● ASSIGNMENT: Could you condense the paragraph beginning "Fortunately for Felix" in the Jeep rollover article below into a short bulleted list of its main facts?

● SELECTED EXTRACT:
Nathaniel Felix, a 20-year Pahrump resident, just wanted to do some off-roading at the dry lake bed on the far south end of town early last month when the unexpected occurred.
He said he routinely takes his 1996 Jeep Cherokee out for a spin, especially after it rains in the valley.
Early last month Felix experienced a life-changing event when he rolled his vehicle and became both medically and mechanically entrapped inside the upside-down Jeep, where he had zero cell phone service.
Felix said he tried calling friend after friend with the use of the “Siri” voice command app on his iPhone.
“It either did not respond because I wasn’t clear enough,” he recalled. “It would reply no signal or it replied with ‘sorry, cannot connect.’ I was just asking myself what’s next. I could not get out of the Jeep, so I just resorted to going back to the phone. Then I started wondering what would happen if I said hey Siri, call 911.”
It appeared Felix’s idea worked.
“It said connecting and oddly enough, it connected me to Clark County dispatch,” he said. “It was dead quiet so without being on speakerphone, I could still hear her wherever my phone was, I did not have my phone in my hand. I was 80 percent paralyzed and I could barely move.”
Though Felix could not see the terrain around him, he was able to guide first responders to his location by the reflection of their headlights bouncing off his overturned vehicle.
“At that point, I did not know how many hours I had been unconscious,” he said. “It was about 4:30 or 5 when the accident happened. Search and Rescue said their arrival time was around 8:30 p.m. so I was unconscious for at least three hours. The dispatcher told me that rather than risking the call dropping out on her end, she was dispatching to Pahrump rescue as I was talking to her. In essence, Las Vegas Metro dispatch, dispatched Pahrump rescue into California to get me into a four-wheel-drive vehicle to bring me back where they had a helicopter waiting on the state line.”
Man’s best friend
Fortunately for Felix, he took his dog named “Pig,” along with him for the ride. “My dog absolutely stayed there and kept watch over me,” he recalled. “He was literally guarding me and he never left my side. His name is Pig. I tried to cuddle with him to stay warm through the night but after about 10 minutes there was just no way that was going to happen. He’s a blue nose pitbull terrier. He’s absolutely amazing and again, he did not leave my side.”

● DATA EXTRACTS:
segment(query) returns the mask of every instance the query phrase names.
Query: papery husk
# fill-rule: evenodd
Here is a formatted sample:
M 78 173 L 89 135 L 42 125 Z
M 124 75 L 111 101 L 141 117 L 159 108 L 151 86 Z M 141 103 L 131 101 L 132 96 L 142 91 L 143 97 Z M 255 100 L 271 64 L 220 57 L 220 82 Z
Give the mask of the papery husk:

● SOLUTION FOR THIS TASK:
- Felix took his dog, Pig, along for the ride.
- Pig, a blue nose pitbull terrier, stayed with him, guarded him and never left his side.
- Felix tried to cuddle with Pig to stay warm through the night, but after about 10 minutes that proved impossible.